• [PROBLEMS TO WORK ON]:
a: In the passage on UCLA admissions, who conducted a separate review of the holistic admissions process?
b: Repeat word for word the stretch of the passage on UCLA admissions from "UCLA sociology Professor" through "be taken seriously.".
c: Carry on the passage on UCLA admissions, writing what follows its last sentence.

**** EXTRACT PROVIDED ****

About a decade after Prop. 209 passed, UCLA Admissions adopted a holistic scoring process for all applicants, taking into account each piece of their application, including their essay, socioeconomic factors and GPA.

The report from Professor Richard Sander, who studies affirmative action, shows race-based discrepancies in admissions rates.

In comparison with white and Asian students, more black and Hispanic students with mid-range holistic scores are being accepted to the university, according to the report.

UCLA sociology Professor Robert Mare, who conducted a separate review of the holistic admissions process, acknowledged in an interview with a Daily Bruin reporter that he found discrepancies similar to those in Sander’s study.

But UCLA, which commissioned Mare’s report, still concluded that the report showed the holistic admissions system was effective and race-neutral.

Evidence in two reports indicating that UCLA Admissions is not abiding by the law should be taken seriously.

**** COLLECTED MATERIAL ****

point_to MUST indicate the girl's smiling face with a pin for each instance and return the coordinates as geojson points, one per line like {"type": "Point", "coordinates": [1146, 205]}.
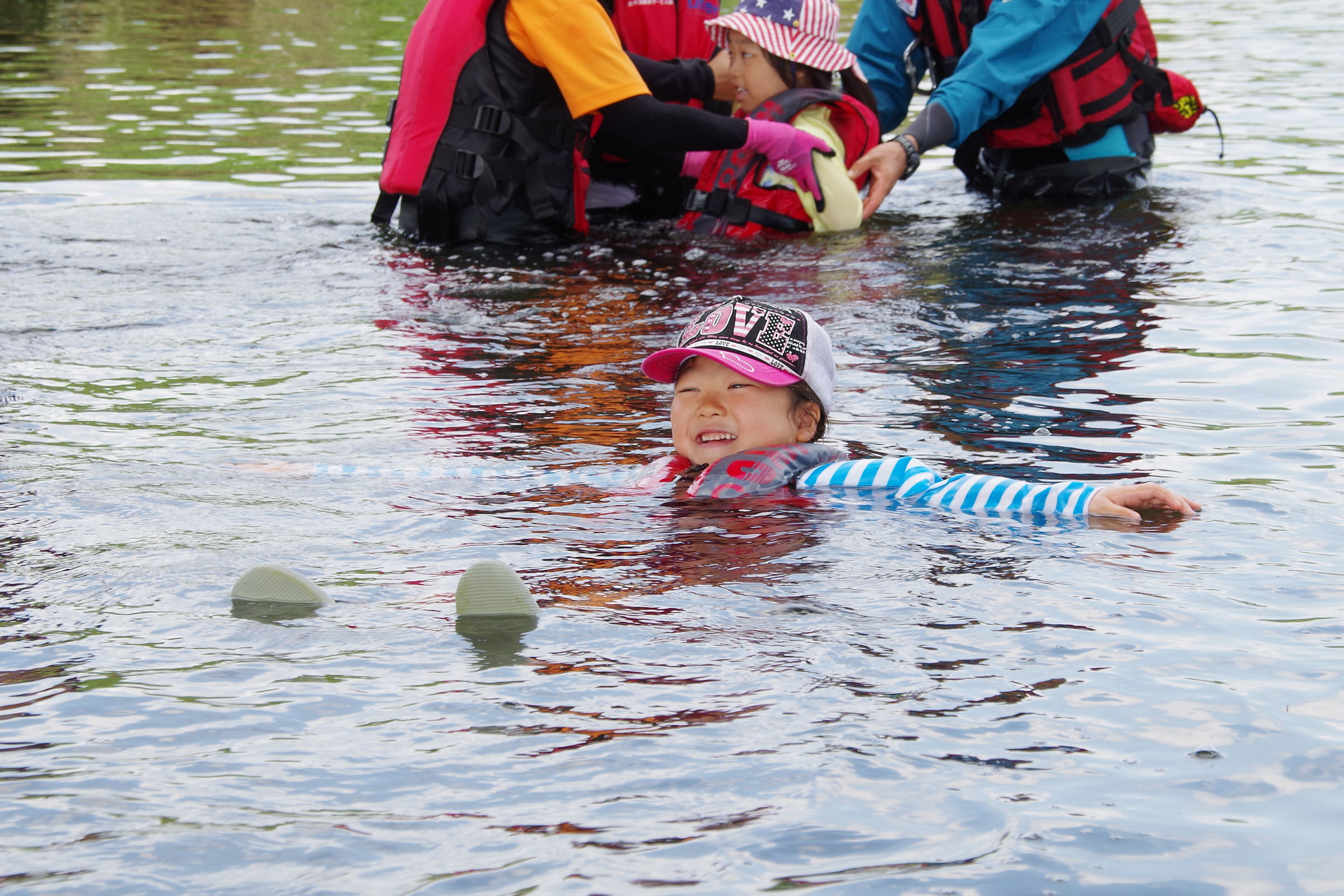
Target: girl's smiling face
{"type": "Point", "coordinates": [753, 76]}
{"type": "Point", "coordinates": [718, 412]}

****

• [ANSWERS TO EACH TASK]:
a: UCLA sociology Professor Robert Mare

b:
UCLA sociology Professor Robert Mare, who conducted a separate review of the holistic admissions process, acknowledged in an interview with a Daily Bruin reporter that he found discrepancies similar to those in Sander’s study.

But UCLA, which commissioned Mare’s report, still concluded that the report showed the holistic admissions system was effective and race-neutral.

Evidence in two reports indicating that UCLA Admissions is not abiding by the law should be taken seriously.

c:
This board does believe that holistic admissions, done diligently and with integrity, is the most effective way to review applicants to UCLA under Prop. 209.

We are concerned, however, about data showing that this system may have been compromised.

All we ask from UCLA right now is that the university share these concerns and launch an independent, public review of its admission policies.

Though UCLA already commissioned the report from Mare, his findings were inconclusive, meriting another review.

All students, regardless of race, want to feel as though they belong at UCLA and merited their place here.

Public disclosure from the university about its admissions policies is the first step toward achieving this end.